> _TRY IT_:
The answer should hold only the lines from the one containing "trees in water." through the one containing "patch on mountain." in the entries below, copied exactly, without pictures.

==========

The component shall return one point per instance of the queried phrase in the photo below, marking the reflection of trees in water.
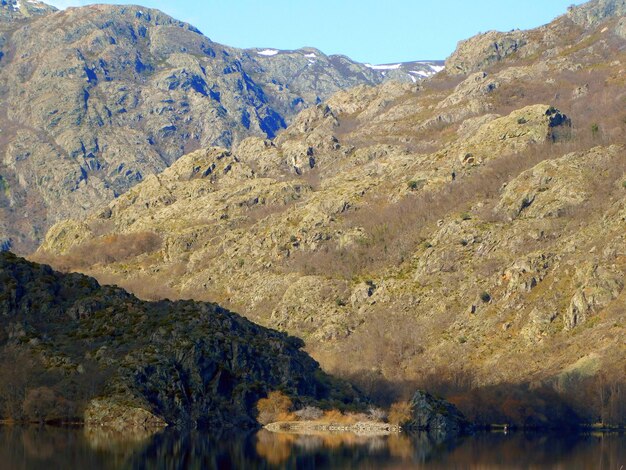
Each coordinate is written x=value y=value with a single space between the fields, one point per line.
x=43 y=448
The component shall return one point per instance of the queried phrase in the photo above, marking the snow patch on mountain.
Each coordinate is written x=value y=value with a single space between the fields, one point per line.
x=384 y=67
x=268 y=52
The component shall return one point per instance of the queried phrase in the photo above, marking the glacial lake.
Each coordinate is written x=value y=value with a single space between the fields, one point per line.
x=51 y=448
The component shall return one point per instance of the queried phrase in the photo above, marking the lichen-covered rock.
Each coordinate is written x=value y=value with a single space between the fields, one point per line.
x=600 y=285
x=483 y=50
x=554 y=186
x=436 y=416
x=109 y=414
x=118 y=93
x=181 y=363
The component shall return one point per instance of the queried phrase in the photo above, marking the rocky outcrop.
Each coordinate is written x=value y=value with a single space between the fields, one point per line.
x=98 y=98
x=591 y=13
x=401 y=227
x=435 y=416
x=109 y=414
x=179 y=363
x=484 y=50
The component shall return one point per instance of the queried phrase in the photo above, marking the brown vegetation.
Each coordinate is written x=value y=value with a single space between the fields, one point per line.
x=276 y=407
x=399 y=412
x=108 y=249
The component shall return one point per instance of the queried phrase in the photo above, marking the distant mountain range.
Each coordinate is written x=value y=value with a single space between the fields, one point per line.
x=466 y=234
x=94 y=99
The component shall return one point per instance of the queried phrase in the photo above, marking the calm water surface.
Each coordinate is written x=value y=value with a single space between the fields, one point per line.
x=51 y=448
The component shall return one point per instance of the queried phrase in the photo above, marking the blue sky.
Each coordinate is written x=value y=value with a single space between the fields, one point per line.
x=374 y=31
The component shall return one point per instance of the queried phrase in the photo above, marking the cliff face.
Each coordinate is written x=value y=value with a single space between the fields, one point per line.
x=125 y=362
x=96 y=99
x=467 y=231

==========

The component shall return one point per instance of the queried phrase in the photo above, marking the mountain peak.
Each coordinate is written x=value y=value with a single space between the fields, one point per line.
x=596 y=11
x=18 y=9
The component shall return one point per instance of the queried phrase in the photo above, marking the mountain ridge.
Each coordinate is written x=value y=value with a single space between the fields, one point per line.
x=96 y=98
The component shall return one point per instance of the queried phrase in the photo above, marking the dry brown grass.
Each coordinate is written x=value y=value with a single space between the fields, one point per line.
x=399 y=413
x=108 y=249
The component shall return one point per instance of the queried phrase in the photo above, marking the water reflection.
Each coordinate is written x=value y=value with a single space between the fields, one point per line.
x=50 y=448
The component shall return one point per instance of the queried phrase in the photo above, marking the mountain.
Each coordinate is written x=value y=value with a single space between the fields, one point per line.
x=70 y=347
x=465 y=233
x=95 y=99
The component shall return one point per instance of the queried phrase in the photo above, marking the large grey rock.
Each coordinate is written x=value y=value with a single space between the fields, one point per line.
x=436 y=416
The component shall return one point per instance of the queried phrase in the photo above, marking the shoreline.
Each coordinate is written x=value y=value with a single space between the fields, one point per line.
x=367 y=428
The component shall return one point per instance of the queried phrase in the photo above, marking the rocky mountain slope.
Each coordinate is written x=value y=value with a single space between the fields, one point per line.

==========

> _YOUR RESPONSE_:
The component shall return one point per instance of the queried phrase in the photo below, marking the reflection of trees in water.
Each coordinate is written x=value y=value with a single space between the fields, one point per line.
x=43 y=448
The component shall return one point per instance of the queried phrase in the photo above, marking the snow patch on mountain.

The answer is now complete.